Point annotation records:
============
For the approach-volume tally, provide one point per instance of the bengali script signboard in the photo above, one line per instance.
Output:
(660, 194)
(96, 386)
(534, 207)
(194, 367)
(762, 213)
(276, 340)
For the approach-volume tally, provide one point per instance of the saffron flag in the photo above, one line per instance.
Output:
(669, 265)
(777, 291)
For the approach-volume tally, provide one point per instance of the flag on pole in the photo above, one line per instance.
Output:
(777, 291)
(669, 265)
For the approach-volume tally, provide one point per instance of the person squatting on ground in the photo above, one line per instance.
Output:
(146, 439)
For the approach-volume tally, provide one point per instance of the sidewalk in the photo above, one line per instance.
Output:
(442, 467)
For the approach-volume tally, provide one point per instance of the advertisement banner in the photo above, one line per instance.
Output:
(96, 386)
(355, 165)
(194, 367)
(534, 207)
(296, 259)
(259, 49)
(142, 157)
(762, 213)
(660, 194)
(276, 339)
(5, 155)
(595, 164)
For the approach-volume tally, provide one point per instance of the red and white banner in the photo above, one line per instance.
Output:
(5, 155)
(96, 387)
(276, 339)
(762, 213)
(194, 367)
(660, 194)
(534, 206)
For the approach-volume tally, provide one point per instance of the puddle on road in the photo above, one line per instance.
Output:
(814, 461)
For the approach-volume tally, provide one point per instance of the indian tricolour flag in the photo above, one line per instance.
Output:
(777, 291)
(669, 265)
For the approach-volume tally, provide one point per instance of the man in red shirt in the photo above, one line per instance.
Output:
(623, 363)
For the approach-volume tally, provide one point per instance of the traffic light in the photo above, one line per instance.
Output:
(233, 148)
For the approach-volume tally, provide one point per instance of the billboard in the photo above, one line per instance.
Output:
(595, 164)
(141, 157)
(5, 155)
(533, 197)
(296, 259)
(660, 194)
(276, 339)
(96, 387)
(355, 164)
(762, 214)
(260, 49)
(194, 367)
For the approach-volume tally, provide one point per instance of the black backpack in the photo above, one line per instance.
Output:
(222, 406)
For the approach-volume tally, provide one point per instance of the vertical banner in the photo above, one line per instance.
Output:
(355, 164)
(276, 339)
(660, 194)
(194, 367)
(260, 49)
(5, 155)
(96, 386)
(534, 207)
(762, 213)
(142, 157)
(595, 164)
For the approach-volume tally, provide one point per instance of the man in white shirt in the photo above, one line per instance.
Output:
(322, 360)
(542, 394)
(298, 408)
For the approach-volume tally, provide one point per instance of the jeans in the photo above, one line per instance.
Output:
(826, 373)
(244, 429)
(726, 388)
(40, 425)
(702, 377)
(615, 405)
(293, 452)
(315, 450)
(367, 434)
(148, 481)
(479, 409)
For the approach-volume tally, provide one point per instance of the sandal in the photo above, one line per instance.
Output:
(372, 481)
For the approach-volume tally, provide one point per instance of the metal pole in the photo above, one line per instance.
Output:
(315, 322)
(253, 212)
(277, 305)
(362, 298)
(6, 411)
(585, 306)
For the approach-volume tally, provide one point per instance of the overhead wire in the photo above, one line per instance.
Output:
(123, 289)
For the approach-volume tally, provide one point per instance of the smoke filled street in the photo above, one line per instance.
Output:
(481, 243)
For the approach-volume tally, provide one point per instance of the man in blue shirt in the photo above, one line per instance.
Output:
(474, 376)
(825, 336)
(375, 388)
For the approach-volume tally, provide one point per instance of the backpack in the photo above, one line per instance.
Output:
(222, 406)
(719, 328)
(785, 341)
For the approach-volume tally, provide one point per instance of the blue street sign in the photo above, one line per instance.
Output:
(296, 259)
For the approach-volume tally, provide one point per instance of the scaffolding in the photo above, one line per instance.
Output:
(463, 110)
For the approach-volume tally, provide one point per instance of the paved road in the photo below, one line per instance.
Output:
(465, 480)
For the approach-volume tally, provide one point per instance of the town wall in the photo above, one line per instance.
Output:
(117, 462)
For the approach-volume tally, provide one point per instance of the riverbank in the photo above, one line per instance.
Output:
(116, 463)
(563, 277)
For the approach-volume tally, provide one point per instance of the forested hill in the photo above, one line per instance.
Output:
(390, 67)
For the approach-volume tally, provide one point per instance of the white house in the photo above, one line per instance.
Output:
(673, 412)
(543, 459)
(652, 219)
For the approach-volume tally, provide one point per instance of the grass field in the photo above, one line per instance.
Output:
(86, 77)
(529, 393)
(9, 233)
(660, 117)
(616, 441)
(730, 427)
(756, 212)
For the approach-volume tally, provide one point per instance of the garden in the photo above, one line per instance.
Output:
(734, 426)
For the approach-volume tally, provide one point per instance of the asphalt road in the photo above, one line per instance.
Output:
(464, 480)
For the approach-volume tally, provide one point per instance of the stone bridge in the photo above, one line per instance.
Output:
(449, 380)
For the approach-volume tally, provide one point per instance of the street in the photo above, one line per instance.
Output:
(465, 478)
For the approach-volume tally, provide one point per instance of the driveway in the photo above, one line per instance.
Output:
============
◆ **PROBLEM TO WORK ON**: Quote verbatim the line containing "of the forested" and every line after it through the end of the records above.

◆ **RESULT OF THE TASK**:
For the approach-volume tally, provide one point per instance of the forested hill in the photo above, one line per instance.
Output:
(390, 67)
For the approach-volume tally, provide one point per instance of the white house in the photo above, one line per instance.
Output:
(673, 412)
(543, 459)
(652, 219)
For the approach-volume tally, provide one point per instance of the grass field in the photo above, one line per instance.
Output:
(86, 77)
(529, 393)
(9, 233)
(660, 117)
(616, 441)
(730, 427)
(756, 212)
For the approach-volume tally, provide one point per instance of the garden in the photo above, one line per instance.
Output:
(734, 426)
For the approach-volume tally, provide one point per instance of the asphalt road in the photo above, one line per instance.
Output:
(464, 480)
For the approach-volume tally, provide one point per instance of the stone bridge in the photo above, one line per instance.
Output:
(449, 380)
For the approach-volume tally, provide one point per instance of the street in the photo above, one line per instance.
Output:
(465, 478)
For the approach-volume tally, provide one point per instance of the driveway in the photo above, one line per instance.
Output:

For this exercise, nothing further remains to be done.